The information required on the remainder of this cover page shall not be
deemed to be "filed" for the purpose of Section 18 of the Securities Exchange
Act of 1934 ("Act") or otherwise subject to the liabilities of that section of
the Act but shall be subject to all other provisions of the Act (however, see
the Notes).
(Continued on following page(s))
<PAGE>
1. NAMES AND IDENTIFICATION NO. OF REPORTING PERSONS:
Equity Resources Group, Incorporated I.R.S.# 04-2723870
Equity Resource Brattle Fund Limited Partnership I.R.S.#04-3280004
Equity Resource Fund XIV Limited Partnership I.R.S.# #04-3223091
Equity Resource Fund XV Limited Partnership I.R.S.# 04-3182947
Equity Resource Fund XVI Limited Partnership I.R.S.# 04-3223091
Equity Resource Fund XVIII Limited Partnership I.R.S.# 04-3297814
Equity Resource Fund XX Limited Partnership I.R.S. #04-3336435
James E. Brooks
Mark S. Thompson
Eggert Dagbjartsson
2. CHECK THE APPROPRIATE BOX IF A MEMBER OF A GROUP (SEE INSTRUCTIONS)
(A) [x]
(B) [ ]
3. SEC USE ONLY
4. SOURCE OF FUNDS (SEE INSTRUCTIONS)
WC $398,824
5. CHECK BOX IF DISCLOSURE OF LEGAL PROCEEDINGS IS REQUIRED PURSUANT TO
ITEMS 2(D) OR 2(E) [ ]
6. CITIZENSHIP OR PLACE OF ORGANIZATION
Equity Resources Group, Incorporated is a Massachusetts corporation.
Equity Resource Brattle Fund Limited Partnership is a Massachusetts limited
partnership.
Equity Resource Fund XIV Limited Partnership is a Massachusetts limited
partnership.
Equity Resource Fund XV Limited Partnership is a Massachusetts limited
partnership.
Equity Resource Fund XVI Limited Partnership is a Massachusetts limited
partnership.
Equity Resource Fund XVIII Limited Partnership is a Massachusetts limited
partnership.
Equity Resource Fund XX Limited Partnership is a Massachusetts limited
partnership.
James E. Brooks is a United States citizen.
Mark S. Thompson is a United States citizen.
Eggert Dagbjartsson is a United States citizen.
<PAGE>
NUMBER OF SHARES BENEFICIALLY OWNED BY EACH REPORTING PERSON WITH:
7. SOLE VOTING POWER
12,380 Units are held by Equity Resource Fund XX Limited Partnership, a
Massachusetts limited partnership, of which Equity Resources Group,
Incorporated is the sole general partner (the "Fund XX General Partner").
The Fund XX General Partner as a reporting person in its capacity as
general partner of such limited partnership has sole voting power with
respect to such Units.
____________
### Written instruction 1
Summarize the cover page excerpt in three sentences.
### Written instruction 2
Reproduce the cover page excerpt word for word from "Equity Resource Fund XV Limited Partnership is" up to and including "Dagbjartsson is a United States citizen.".

### Records provided
____________
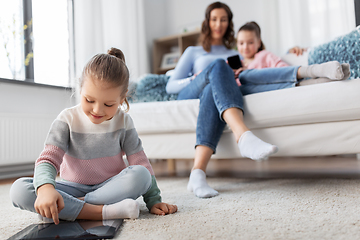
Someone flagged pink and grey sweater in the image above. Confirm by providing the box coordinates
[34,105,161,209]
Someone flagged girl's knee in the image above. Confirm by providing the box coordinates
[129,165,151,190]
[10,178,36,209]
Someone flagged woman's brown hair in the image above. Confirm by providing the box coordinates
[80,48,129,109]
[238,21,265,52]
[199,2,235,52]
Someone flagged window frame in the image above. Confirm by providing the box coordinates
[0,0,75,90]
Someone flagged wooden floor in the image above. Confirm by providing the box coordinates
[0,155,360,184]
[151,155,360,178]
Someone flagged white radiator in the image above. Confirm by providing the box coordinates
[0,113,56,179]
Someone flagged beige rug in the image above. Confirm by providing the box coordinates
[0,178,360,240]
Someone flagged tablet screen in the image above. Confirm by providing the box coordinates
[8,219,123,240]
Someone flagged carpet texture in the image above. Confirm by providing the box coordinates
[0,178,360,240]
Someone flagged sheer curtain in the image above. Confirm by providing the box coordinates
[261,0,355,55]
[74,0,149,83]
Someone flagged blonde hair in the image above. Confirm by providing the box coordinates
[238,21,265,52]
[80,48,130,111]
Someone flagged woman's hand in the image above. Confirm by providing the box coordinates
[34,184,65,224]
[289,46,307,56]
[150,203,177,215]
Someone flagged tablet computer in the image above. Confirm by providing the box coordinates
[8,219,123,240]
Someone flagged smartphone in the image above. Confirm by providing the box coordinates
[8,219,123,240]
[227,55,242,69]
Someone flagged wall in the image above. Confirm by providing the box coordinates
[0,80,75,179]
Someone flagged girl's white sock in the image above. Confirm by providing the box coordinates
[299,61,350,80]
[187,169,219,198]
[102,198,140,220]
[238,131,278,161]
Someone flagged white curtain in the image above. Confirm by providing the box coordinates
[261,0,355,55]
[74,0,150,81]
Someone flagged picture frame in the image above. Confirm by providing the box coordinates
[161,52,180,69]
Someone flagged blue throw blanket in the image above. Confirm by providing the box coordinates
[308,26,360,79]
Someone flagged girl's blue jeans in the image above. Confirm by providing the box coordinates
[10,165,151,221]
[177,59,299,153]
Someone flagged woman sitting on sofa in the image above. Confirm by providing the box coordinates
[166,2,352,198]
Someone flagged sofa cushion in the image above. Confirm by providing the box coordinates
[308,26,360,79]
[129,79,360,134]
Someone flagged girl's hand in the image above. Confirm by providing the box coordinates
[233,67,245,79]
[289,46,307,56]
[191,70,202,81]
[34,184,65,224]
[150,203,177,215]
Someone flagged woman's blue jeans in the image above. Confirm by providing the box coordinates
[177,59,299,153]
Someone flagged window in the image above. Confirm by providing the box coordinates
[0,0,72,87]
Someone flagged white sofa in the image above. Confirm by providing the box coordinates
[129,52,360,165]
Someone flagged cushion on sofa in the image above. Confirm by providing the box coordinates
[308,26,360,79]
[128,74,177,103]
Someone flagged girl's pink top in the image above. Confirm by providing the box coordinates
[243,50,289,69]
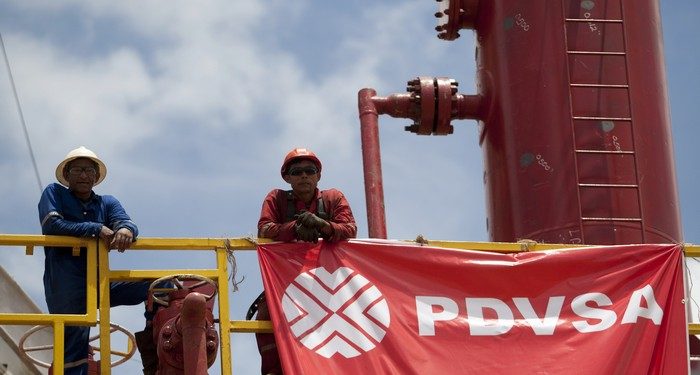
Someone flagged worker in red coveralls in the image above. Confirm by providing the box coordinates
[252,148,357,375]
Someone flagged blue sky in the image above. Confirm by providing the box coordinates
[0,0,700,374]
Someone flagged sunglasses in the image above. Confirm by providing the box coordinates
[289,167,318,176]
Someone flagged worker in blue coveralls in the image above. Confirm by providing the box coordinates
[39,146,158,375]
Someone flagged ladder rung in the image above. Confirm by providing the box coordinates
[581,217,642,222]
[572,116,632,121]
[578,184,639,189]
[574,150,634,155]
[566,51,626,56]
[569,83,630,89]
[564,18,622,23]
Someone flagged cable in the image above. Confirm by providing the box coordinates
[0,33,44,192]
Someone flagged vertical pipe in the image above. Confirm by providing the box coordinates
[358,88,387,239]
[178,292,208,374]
____________
### Complete output 1
The information on the rest of the cover page is not deemed "filed" for the purpose of Section 18 of the Securities Exchange Act of 1934, but it is subject to all other provisions of the Act. The reporting persons are Equity Resources Group, Incorporated, a Massachusetts corporation; six Equity Resource limited partnerships organized in Massachusetts; and James E. Brooks, Mark S. Thompson and Eggert Dagbjartsson, who are United States citizens. Box (A) is checked for group membership, the source of funds is given as WC $398,824, and the sole general partner of Equity Resource Fund XX Limited Partnership, Equity Resources Group, Incorporated, has sole voting power over the 12,380 Units the fund holds.

### Complete output 2
Equity Resource Fund XV Limited Partnership is a Massachusetts limited
partnership.
Equity Resource Fund XVI Limited Partnership is a Massachusetts limited
partnership.
Equity Resource Fund XVIII Limited Partnership is a Massachusetts limited
partnership.
Equity Resource Fund XX Limited Partnership is a Massachusetts limited
partnership.
James E. Brooks is a United States citizen.
Mark S. Thompson is a United States citizen.
Eggert Dagbjartsson is a United States citizen.